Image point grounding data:
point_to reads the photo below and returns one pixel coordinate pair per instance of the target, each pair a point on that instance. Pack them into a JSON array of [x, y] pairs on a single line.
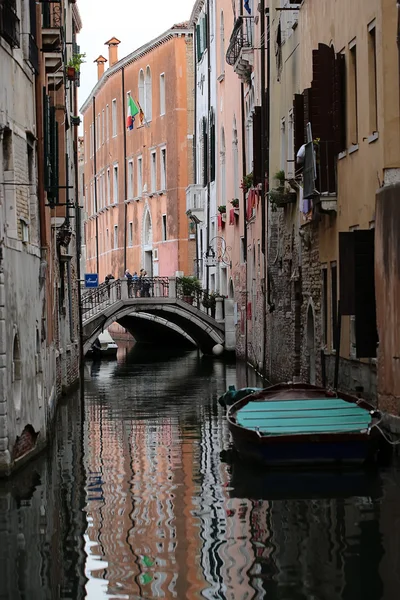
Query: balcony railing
[[33, 54], [9, 25], [320, 176], [51, 15]]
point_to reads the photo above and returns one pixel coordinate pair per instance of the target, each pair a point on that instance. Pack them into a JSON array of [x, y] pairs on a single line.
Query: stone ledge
[[391, 422]]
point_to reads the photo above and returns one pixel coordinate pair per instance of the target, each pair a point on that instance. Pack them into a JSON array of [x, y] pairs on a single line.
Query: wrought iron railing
[[9, 24], [33, 54], [240, 38], [193, 294], [51, 14], [148, 287], [96, 300]]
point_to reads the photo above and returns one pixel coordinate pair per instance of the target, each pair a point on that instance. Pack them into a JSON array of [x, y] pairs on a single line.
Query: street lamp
[[195, 220], [221, 256]]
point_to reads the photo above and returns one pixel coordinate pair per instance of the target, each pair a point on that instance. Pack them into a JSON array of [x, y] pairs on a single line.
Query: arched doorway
[[16, 376], [147, 244], [311, 345]]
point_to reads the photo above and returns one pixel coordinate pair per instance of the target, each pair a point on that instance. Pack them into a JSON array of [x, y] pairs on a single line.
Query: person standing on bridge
[[145, 285], [136, 286], [129, 277]]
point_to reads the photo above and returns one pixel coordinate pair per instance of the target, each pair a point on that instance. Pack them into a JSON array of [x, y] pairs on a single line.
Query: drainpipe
[[243, 211], [398, 36], [95, 183], [208, 138], [265, 170], [125, 170], [195, 139]]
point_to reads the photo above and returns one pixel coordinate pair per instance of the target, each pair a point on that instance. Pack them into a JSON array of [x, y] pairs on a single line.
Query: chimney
[[100, 60], [112, 50]]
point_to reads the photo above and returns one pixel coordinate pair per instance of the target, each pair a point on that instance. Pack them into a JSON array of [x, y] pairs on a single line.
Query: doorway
[[311, 346], [148, 262]]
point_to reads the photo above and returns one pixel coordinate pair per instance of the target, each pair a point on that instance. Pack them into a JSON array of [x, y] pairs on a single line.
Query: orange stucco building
[[135, 180]]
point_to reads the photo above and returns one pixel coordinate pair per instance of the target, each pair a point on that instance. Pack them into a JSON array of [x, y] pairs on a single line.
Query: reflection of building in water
[[140, 484]]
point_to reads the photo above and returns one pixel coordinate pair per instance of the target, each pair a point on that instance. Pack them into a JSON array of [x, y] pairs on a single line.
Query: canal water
[[139, 496]]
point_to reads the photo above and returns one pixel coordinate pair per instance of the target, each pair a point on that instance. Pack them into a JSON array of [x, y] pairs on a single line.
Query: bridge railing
[[148, 287], [96, 300]]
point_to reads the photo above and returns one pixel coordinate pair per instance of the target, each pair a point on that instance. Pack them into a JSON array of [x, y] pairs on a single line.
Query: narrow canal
[[138, 497]]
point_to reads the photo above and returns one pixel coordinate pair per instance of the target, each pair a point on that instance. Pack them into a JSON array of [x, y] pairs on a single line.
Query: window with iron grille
[[10, 23], [50, 133]]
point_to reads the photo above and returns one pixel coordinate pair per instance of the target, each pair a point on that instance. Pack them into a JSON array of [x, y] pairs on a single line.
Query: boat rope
[[385, 435]]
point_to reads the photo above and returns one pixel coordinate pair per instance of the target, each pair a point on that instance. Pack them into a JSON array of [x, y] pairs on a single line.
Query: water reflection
[[139, 497]]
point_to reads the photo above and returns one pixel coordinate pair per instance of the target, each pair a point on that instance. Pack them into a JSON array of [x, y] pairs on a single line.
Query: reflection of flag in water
[[132, 111]]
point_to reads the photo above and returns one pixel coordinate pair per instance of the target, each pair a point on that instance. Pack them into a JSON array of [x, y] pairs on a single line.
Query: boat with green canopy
[[300, 423]]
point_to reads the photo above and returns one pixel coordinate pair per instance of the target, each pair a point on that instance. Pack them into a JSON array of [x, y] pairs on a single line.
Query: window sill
[[373, 137]]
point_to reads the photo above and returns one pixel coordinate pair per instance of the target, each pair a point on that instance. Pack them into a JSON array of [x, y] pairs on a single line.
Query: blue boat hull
[[292, 424], [350, 451]]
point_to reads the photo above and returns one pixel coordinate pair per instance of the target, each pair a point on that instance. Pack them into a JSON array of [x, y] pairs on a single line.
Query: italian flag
[[132, 111]]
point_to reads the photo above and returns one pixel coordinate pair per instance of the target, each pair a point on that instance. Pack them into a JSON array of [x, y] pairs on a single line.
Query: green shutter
[[198, 42], [205, 152], [46, 138], [212, 145]]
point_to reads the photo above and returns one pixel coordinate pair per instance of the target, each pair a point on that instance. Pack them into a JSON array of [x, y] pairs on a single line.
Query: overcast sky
[[134, 22]]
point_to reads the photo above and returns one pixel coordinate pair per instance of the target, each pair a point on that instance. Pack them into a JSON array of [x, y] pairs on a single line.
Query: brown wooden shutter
[[339, 105], [257, 166], [346, 273], [322, 116], [365, 304], [307, 95], [298, 122], [357, 287]]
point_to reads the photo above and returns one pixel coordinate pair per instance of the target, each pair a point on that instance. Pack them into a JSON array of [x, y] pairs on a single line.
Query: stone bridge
[[159, 314]]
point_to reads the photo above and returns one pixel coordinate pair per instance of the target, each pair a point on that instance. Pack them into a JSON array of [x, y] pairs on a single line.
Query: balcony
[[33, 54], [9, 24], [320, 178], [52, 26], [195, 200], [240, 53]]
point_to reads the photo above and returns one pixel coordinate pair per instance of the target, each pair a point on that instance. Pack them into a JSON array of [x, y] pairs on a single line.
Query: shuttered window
[[205, 152], [257, 143], [212, 145], [357, 287], [298, 122], [339, 105], [50, 134]]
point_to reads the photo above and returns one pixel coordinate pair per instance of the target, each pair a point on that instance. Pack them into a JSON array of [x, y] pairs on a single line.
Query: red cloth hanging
[[251, 202]]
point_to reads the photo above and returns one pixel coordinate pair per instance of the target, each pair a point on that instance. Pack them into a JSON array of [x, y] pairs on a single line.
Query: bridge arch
[[181, 316]]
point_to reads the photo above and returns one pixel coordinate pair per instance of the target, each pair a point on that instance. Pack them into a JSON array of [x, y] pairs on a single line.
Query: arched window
[[235, 158], [222, 160], [141, 89], [16, 375], [147, 230], [148, 110], [222, 44]]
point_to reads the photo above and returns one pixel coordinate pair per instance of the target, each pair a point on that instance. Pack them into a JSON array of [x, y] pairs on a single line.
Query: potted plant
[[189, 285], [74, 65], [281, 195], [209, 302], [247, 182]]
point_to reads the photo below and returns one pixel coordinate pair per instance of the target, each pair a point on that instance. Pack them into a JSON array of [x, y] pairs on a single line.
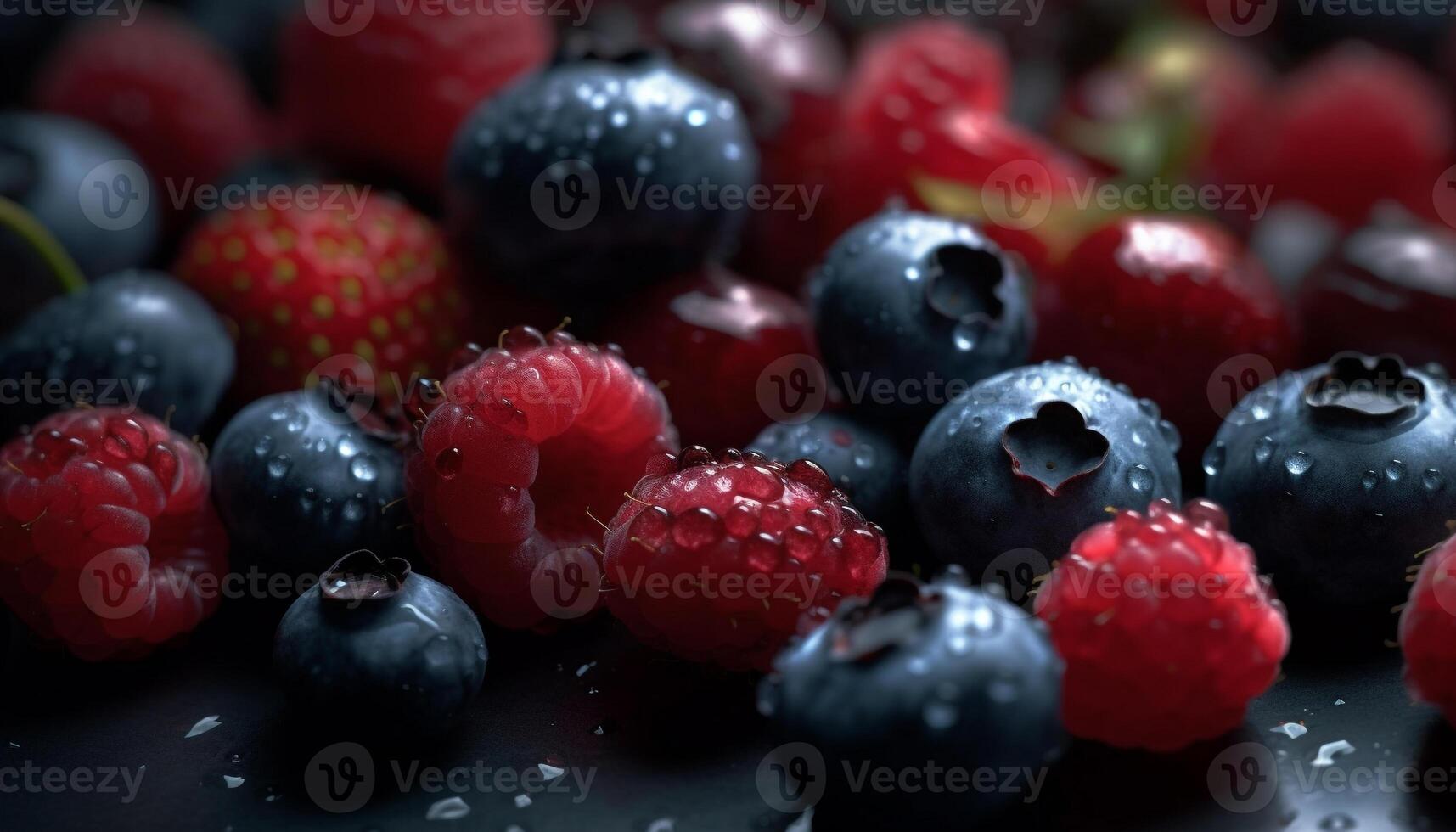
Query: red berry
[[1429, 632], [531, 439], [108, 538], [720, 559], [1161, 305], [165, 91], [906, 76], [1165, 627], [391, 97], [1311, 148], [305, 284], [710, 337]]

#### [What you are asked to do]
Repeat every entry above exactly; images stay out of the copy.

#### [Written solution]
point_to reads the photo below and returns one pixel coordinate pair per instance of the target, each pair a point on that instance. Pack them into a JSON array of [x, y] pairs on a single line.
Query: balcony railing
[[33, 54], [9, 25], [320, 176], [51, 15]]
point_to reads the photo above and returns one pixel coordinate pair per instance of the target, each pair a point on that instance. Pack them into a JSON array of [x, y] pairs on a single line.
Query: stone ledge
[[391, 422]]
point_to reads the photo above and returns one pixel coordinate pair per instance of the target, each pair a point on that instance. Pack them into a JSON array of [x, y] pairs on a single line.
Query: wrought iron railing
[[9, 24], [33, 54], [240, 38], [193, 294], [51, 14], [148, 287], [96, 300]]
point_to reads the photo above and returns one pixel coordinate pair per instance of the target, each pair a point on that instance. Pack them into a JSON array of [x, y] pairs on a single line.
Query: street lamp
[[195, 220], [221, 256]]
point_to reads the photo above and returns one pixel coordinate pair per instance of the target, each pair a point on that instance. Pack them into a JSON array of [x, y] pairs on a single line.
Query: arched doorway
[[16, 376], [147, 244], [311, 345]]
point_to reads the photo above and returns one pixel coordinate pair per instance of the target, each pair a point on that instance. Pack them into a JSON array of [x, y] pairs on a single line.
Query: person standing on bridge
[[145, 285], [136, 286], [129, 277]]
point_to reads the photo above and returns one pixel coordinate pair per instance of the target, each pair a point on that instance. Pack them into a JSON array of [x, y] pairs on a single line.
Query: drainpipe
[[243, 211], [398, 36], [95, 183], [208, 138], [265, 170], [125, 170], [195, 139]]
point_to reads the photo above and returns one pixel coordinate pair per instance of the target, each pair a point on that instance. Pack them into a JSON array of [x, y] pairs on a single line.
Query: chimney
[[100, 60], [112, 50]]
point_to reads the photo above and returns one pixel coordinate pair per instance of the target, each pair a point on that instance. Pack them into a JSON array of [x, y] pairs on a single line.
Query: doorway
[[311, 346], [148, 262]]
point_to reads the photo above and returns one pixel coordinate pair per instance of the target, each pair a point on that instance. Pack them into a JSON array of [x, y] pairs on a single line.
Query: orange stucco building
[[135, 180]]
point_to reads the photo above and returns one pixel coordinate pair per instance of the target, each pair a point on that instance. Pack them into a JSON array of [x, y] pairs on a single line.
Query: reflection of building in water
[[140, 484]]
point_to reads the photo above and returns one pixel coordinate pair per instance of the target, each pair a point on that instance. Pack them into a JSON array of [x, y] pairs on a single line.
Query: canal water
[[139, 496]]
point_to reads the photo above and returns one pixel coordinate pair per instance of the target, each pair a point on that instance. Pack them into a JSON array of [x, y] pairs on a single line.
Query: bridge railing
[[148, 287], [96, 300]]
point_to reads the photo above and returns one pixel coordinate pair per instance of the target, each pair a point on that instance. Pack them into a JSON array of [x, y] pairs on a single line.
Query: narrow canal
[[138, 497]]
point_to reads the photo above and returns one pixel coordinate pair per instance of the target, each pair a point on that instance. Pack them into a JSON array of [x, y] pairs on a single line.
Query: window with iron grille
[[10, 23], [50, 133]]
point_to reads the photo above and returns one pixel coordinate pair per instance of the target, each pair a point on that instance. Pack them into a JSON array of [x, y] pairs on a single line.
Query: boat rope
[[385, 435]]
point_to reads the photo above and returns one pixel coordinate pair per instance of the target, each pair a point on that instance. Pack them into a JSON array of [x, y] pairs on a single line.
Query: water reflection
[[139, 497]]
point_to reads the photo above and returns one pixel coordinate pair per instance of the target, each pair a point on that instance. Pack them into a JSON array of [x, y] pairs on a single line.
Query: reflection of flag in water
[[132, 111]]
point_to reads the photo above and returns one pixel coordinate pair per instance of the target, each pair a point on that instance. Pack them into a JSON array of [x, y] pairs on a single line.
Query: boat with green canopy
[[300, 423]]
point_to reads the photo above and returns one pixel coordinate pair per instance of the target, each pair a point on that instance. Pack them into a JSON array of [x, y] pairs on a single line.
Query: window sill
[[373, 137]]
point_to reads the photo above and returns one pixel coordinate pair per instance of the target, each pair a point on that instance. Pack them into a JSON array of [x, y] pairs on a single line.
Query: blue boat hull
[[292, 424], [350, 451]]
point_to reads the photo above and returns one pixel coordinate pair per instance of the target, each pair a point on that instance. Pack them into a JSON array of [x, y] pairs on a single line.
Query: italian flag
[[132, 111]]
point_to reads the photo above and returns one pixel coordinate pair per instance of the target, each pair a point on that instance. Pack them into a JSON array of [x, y] pairs on a single line.
Query: green shutter
[[198, 42], [205, 152], [46, 138], [212, 145]]
point_to reads the photo above and returns one pixel coordinate pair per instance of the target, each pair a point on that instance. Pack them into a JSON array of [x, y] pairs on a single line.
Query: overcast sky
[[134, 22]]
point_to reads the photo above and returns one pixel coordinate pair per instance of the target, each pair a point on that instance. Pack them into a JSON array of [x, y] pairs on a single line.
Query: brown wooden shutter
[[339, 105], [257, 166], [346, 273], [322, 116], [365, 304], [307, 95], [298, 122], [357, 287]]
point_to reads the photo above and returns one pixel coordinate pair per instance of the target, each pair a point on that instance. Pack them into a JSON array of [x, y] pairs on a single line.
Query: stone bridge
[[159, 314]]
point_to reads the photo above and returns one pixel coordinate pair per instance of the target, each pair a point on that instance. Pack them into a JSON array of [x, y] pairs on a single line.
Query: balcony
[[33, 54], [9, 24], [320, 178], [52, 26], [195, 200], [240, 53]]
point_to reads the photo above and returns one pixel coordinate pair per instance of the target, each pair a point on that instance. Pack them into a JSON array of [x, y] pairs on a single line.
Query: shuttered window
[[205, 152], [257, 143], [212, 145], [357, 287], [298, 122], [339, 105], [50, 134]]
point_to reads the photo above and returns one pixel coordinate pair per instance of the target, each pair a point on that instance. Pack them into a JSON array of [x, y] pairs on a single line.
Query: red cloth hanging
[[251, 202]]
point_to reads the photo above and returns one pixel coordinate pair per instance of the target, each pair a point on that instance. Pack them into a JSON array of [x, y] pairs on a single line.
Query: bridge arch
[[181, 316]]
point_to reads the photo above and returns one pixel coordinate pair per instance of the target, each pair a point on that instance. Pack them into a JSON array of [x, y] pairs on a single line.
Query: arched window
[[235, 158], [222, 160], [141, 89], [16, 375], [147, 230], [148, 110], [222, 44]]
point_to reads the photo above and returns one pixel coordinate pair per instance of the target, each pair a point on that instance. Pack them into a JSON array of [x, y] pairs on a single line.
Query: potted plant
[[189, 285], [74, 65], [281, 195], [209, 302], [247, 182]]
point_to reads the photo below and returns one pixel coordinate pair per instance of the target, each pair a point on that instance. Pack them into a JSON array of [x, y] pairs on a single line.
Query: red berry
[[1429, 632], [531, 439], [108, 538], [720, 559], [1161, 305], [165, 91], [906, 76], [1165, 627], [391, 97], [1311, 148], [305, 284], [710, 337]]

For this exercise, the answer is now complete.